Render every line of the material below as a JSON list of strings, one string per line, omitting any blank lines.

> [Excerpts from a dataset on pointing to objects]
-------------------------

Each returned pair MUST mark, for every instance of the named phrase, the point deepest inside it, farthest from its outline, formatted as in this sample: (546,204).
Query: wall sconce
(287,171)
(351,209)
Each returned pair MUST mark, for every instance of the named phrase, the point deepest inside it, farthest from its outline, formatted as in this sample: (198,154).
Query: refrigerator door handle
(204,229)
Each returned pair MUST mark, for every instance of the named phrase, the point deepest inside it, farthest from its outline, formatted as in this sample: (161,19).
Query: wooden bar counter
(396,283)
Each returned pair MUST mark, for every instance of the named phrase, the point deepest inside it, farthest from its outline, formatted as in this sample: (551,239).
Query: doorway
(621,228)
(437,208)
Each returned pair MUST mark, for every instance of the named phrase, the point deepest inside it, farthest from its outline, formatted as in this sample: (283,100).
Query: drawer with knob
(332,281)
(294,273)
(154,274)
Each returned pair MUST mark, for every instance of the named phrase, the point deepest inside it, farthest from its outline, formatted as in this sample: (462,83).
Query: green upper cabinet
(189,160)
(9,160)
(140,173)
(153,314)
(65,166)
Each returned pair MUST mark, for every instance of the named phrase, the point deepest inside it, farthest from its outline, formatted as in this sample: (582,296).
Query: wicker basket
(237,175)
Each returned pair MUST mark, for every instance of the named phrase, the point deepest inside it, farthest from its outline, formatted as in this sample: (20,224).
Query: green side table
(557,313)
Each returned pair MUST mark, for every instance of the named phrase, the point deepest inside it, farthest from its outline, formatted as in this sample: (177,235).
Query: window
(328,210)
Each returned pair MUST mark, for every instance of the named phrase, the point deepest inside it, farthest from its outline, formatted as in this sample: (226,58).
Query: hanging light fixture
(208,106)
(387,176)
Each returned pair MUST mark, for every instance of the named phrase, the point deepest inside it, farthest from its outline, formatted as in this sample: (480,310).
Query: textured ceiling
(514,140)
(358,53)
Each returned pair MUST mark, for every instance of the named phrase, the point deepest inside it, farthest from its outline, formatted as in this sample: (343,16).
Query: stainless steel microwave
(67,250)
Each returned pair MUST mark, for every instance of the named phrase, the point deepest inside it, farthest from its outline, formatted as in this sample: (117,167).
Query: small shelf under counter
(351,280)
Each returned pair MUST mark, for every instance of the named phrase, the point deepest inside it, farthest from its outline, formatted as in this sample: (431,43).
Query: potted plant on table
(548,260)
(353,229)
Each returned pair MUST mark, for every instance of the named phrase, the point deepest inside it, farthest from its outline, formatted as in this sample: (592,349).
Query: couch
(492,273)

-------------------------

> [Answer to this problem]
[
  "Each returned pair MUST mark, for every instance of the named phrase, the point deepest inside it, farthest from its outline, formatted as in this sample: (546,204).",
  "Query: wall sconce",
  "(287,171)",
  "(351,209)",
  "Each returned pair MUST mark, for every instance of the named phrase, the point deepest inside it, farthest from its outline, formatted as in this sample: (198,154).",
  "Query: refrigerator door handle",
  "(204,229)",
  "Each returned pair MUST mark, for every instance of the named phrase, the point deepest inside it, farthest from its outline, formatted as in this sample: (161,19).",
  "Query: wooden bar counter",
  "(396,283)",
  "Each returned pair MUST mark, for every instance of the named phrase, the point deepest inside it, farthest from its outline, formatted as in this sample: (551,239).",
  "Query: doorway",
  "(621,228)",
  "(437,208)",
  "Each returned pair MUST mark, for every instance of the named phrase, the point deepest inside it, farthest from its outline, formatted as in this sample: (283,100).",
  "Query: drawer with knob",
  "(332,281)",
  "(294,273)",
  "(154,274)",
  "Each returned pair MUST mark, for every instance of the named phrase, the point deepest inside it, farthest from its outline, formatted as in this sample: (462,83).",
  "Query: green upper cabinet",
  "(189,160)",
  "(9,160)",
  "(140,173)",
  "(153,314)",
  "(65,166)",
  "Each returned pair MUST mark, for every instance of the named phrase, the point deepest inside it, farthest from its outline, formatted as in this sample: (582,296).",
  "Query: wicker basket",
  "(237,175)",
  "Each returned pair MUST mark, for every instance of the named phrase, the point deepest inside it, farthest from its outline, formatted as in this sample: (20,224).",
  "Query: green side table",
  "(557,313)",
  "Each returned pair MUST mark, for every instance of the named phrase, the point deepest inside it, farthest from its outline, formatted as in this sample: (177,235).",
  "Query: window",
  "(328,210)",
  "Each returned pair MUST mark, for every instance of the named phrase, the point deepest inside it, farthest from its outline, formatted as in this sample: (226,58).",
  "Query: hanging light fixture",
  "(208,106)",
  "(387,176)",
  "Each returned pair MUST mark, for every instance of the named phrase, the point deepest inside it, farthest from its outline, formatted as in this sample: (480,310).",
  "Query: textured ceiling",
  "(514,140)",
  "(358,53)",
  "Each returned pair MUST mark, for every instance of the named phrase, the point deepest inside it, farthest from its outline, formatted as in this sample: (343,16).",
  "Query: stainless steel microwave",
  "(67,250)",
  "Each returned pair MUST mark, for every instance of the named phrase, the point deepest inside it, farthest from its outline, formatted as in this sample: (117,167).",
  "Query: small shelf under counter",
  "(351,280)",
  "Each returned pair MUST mark, for every instance of the named phrase, the point deepest inside it, farthest from its outline, formatted as in this sample: (431,43).",
  "Query: potted plant on table",
  "(548,260)",
  "(353,229)",
  "Each returned pair MUST mark, for every instance of the named phrase, the point deepest inside it, farthest from its outline, formatted as in this sample: (592,349).",
  "Query: couch",
  "(492,273)"
]